**TASK DIRECTIONS**
The lines to find are those in the entries that hold the word "cloud"; copy every one of them.

**SUPPLIED MATERIAL**
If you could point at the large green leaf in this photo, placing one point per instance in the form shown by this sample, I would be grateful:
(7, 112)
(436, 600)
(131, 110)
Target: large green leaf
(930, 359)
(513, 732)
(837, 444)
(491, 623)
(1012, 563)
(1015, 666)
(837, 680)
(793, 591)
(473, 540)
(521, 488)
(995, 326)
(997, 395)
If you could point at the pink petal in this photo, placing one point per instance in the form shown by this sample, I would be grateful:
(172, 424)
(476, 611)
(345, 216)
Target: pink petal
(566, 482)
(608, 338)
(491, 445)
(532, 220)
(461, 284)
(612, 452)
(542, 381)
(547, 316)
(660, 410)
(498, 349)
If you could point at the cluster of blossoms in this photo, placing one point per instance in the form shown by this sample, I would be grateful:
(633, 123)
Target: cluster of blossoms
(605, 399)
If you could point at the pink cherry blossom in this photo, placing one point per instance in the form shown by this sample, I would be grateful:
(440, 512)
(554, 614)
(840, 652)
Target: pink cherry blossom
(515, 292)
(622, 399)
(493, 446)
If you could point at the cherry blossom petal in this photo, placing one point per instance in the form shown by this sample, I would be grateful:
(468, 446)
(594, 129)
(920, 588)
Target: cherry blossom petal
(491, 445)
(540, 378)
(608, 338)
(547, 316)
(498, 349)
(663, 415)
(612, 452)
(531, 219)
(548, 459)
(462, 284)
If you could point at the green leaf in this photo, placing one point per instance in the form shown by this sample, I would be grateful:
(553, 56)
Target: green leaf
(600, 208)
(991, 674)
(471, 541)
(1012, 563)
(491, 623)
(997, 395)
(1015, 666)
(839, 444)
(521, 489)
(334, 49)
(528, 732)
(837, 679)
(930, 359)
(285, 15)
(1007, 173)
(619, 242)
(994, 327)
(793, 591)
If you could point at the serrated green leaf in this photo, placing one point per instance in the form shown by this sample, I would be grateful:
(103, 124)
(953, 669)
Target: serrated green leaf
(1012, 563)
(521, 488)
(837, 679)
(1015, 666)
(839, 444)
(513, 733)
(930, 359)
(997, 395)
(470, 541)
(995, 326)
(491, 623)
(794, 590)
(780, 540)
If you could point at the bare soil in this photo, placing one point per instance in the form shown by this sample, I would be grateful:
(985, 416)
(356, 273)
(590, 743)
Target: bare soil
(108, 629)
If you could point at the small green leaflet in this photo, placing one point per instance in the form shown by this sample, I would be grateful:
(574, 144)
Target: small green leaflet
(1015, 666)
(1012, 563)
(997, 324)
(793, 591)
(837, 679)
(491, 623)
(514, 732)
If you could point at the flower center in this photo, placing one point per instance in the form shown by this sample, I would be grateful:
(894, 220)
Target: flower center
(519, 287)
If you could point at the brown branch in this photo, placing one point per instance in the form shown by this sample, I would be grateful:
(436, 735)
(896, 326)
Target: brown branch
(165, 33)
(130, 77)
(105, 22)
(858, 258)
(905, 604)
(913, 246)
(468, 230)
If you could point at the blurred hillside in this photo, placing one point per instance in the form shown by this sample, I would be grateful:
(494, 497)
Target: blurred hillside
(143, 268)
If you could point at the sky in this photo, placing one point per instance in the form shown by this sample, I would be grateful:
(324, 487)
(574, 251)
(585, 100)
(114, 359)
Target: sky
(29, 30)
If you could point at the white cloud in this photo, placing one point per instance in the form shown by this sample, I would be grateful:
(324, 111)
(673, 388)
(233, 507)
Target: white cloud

**TASK RESULT**
If you could point at the white cloud in this photo, placing one point per instance in the form shown by this sample, I would be grateful:
Target: white cloud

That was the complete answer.